## Data supplied
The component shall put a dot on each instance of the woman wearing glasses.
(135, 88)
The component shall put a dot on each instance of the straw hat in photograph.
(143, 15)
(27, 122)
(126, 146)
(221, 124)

## Exercise directions
Reproduce the material above verbatim, preserving every line and its order.

## Exercise result
The component shall put a dot on each instance of the woman wearing glasses.
(135, 88)
The component shall put a dot on each instance of the straw hat in photograph.
(143, 15)
(27, 122)
(126, 146)
(221, 124)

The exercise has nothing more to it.